▸ **PROBLEM**
Please answer from the accident report below: according to the flight instructor, where are the propeller pitch controls located?

NTSB Identification: CEN09LA075
14 CFR Part 91: General Aviation
Accident occurred Monday, November 24, 2008 in Boulder, CO
Probable Cause Approval Date: 05/06/2009
Aircraft: HAUSER U/HAUSER J KIT FOX CL, registration: N4JU
Injuries: 2 Minor.
NTSB investigators may not have traveled in support of this investigation and used data provided by various sources to prepare this aircraft accident report.
The pilot reported that when he was taking off on his first solo flight in the recently purchased airplane, the electrically operated propeller started to increase pitch. The pilot stated that he tried to decrease the pitch, but each time he released the control-stick-mounted propeller button, the propeller pitch would increase. After the prop went to a high pitch angle and the engine started to run "rough," the pilot elected to conduct a forced landing and turn back to the runway. A Certified Flight Instructor (CFI), who flew with the accident pilot on two previous flights, reported that the propeller controls for pitch are two buttons on the top end of the control stick (one to increase and the other to decrease pitch). He added that it was easy to inadvertently touch and to confuse which button increased and which button decreased propeller pitch. The CFI also noted that it was easy to confuse the propeller pitch buttons with similar elevator trim buttons located on the control stick. The CFI added that on several occasions he and the accident pilot mistakenly actuated the propeller control the wrong way. During the second flight with the accident pilot, the CFI said that they planned to practice takeoffs and landings. During the session, the CFI accidentally coarsened the prop pitch to its maximum setting; the power loss was "large", and the CFI closed the throttle and landed. Furthermore, the CFI reported that he had to intervene in "all, except one of the landings and most of the take-offs, performed by the accident pilot." The CFI reported that he told the accident pilot that he thought that he needed much more than two hours of dual instruction required by the insurance company.

▸ **DATASET CONTENT**
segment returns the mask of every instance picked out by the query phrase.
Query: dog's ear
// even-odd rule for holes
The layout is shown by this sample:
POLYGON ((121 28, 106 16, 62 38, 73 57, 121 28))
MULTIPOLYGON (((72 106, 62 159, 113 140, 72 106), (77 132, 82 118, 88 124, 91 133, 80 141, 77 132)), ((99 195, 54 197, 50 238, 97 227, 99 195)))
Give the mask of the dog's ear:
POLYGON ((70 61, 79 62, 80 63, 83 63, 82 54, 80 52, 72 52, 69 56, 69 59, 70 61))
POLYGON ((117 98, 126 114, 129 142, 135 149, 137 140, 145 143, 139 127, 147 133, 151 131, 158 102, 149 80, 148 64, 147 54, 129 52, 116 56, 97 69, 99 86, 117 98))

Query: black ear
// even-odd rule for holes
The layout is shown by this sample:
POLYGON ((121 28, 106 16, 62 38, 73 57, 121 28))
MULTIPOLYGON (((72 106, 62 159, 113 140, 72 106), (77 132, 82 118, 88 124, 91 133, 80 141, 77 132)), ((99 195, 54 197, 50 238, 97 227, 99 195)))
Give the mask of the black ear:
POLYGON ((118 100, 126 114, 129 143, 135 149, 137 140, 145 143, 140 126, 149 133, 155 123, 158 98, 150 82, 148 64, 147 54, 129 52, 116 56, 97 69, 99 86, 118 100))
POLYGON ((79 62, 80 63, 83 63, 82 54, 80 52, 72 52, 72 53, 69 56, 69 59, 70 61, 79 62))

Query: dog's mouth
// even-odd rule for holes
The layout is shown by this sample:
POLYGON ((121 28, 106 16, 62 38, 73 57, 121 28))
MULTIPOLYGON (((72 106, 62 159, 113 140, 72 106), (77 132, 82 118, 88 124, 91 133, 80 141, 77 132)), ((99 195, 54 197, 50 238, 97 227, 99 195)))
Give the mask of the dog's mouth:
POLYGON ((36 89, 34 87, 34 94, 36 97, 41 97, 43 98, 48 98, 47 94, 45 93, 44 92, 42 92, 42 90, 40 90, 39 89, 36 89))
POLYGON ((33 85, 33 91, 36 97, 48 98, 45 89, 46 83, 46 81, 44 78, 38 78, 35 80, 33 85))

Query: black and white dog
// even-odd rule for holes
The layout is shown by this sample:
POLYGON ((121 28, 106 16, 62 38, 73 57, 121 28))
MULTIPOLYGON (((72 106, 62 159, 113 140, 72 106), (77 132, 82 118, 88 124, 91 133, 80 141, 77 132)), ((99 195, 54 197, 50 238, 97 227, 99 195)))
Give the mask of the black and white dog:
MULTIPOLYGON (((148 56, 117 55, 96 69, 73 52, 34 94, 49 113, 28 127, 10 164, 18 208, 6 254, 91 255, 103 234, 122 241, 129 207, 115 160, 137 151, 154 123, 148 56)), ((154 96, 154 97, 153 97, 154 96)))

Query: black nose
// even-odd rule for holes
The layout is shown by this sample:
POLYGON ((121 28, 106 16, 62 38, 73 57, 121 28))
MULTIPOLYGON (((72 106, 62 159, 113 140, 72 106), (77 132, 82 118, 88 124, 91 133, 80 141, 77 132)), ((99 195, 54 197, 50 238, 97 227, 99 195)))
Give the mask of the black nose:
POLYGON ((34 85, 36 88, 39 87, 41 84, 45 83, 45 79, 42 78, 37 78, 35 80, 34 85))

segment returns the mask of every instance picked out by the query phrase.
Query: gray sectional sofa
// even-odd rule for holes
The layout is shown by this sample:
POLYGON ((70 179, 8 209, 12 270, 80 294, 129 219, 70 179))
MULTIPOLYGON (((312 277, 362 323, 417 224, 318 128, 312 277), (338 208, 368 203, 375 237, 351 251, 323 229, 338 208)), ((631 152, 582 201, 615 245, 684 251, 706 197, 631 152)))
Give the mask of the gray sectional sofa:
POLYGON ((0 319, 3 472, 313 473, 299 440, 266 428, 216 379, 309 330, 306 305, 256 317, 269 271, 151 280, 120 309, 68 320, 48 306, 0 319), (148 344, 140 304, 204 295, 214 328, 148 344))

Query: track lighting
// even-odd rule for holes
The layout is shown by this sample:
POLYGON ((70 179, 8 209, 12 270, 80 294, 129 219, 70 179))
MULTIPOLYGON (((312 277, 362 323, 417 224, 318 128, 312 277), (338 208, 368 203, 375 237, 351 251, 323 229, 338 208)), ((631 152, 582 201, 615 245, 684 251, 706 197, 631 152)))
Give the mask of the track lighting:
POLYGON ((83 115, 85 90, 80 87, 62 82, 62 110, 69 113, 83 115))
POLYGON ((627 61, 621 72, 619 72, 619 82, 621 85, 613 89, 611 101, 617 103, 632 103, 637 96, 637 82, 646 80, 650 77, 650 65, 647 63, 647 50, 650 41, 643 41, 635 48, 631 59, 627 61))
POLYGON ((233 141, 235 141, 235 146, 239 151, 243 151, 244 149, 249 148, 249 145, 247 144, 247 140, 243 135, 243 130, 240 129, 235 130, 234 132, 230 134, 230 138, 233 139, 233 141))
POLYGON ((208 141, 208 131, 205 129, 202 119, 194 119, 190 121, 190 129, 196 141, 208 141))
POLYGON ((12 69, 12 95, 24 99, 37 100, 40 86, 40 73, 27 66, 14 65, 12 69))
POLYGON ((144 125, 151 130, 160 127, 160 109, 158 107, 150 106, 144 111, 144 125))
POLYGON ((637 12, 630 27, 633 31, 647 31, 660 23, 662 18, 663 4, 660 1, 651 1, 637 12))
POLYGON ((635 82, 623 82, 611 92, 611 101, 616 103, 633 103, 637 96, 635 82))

▸ **EXERCISE SOLUTION**
They are two buttons on the top end of the control stick, one to increase pitch and the other to decrease it.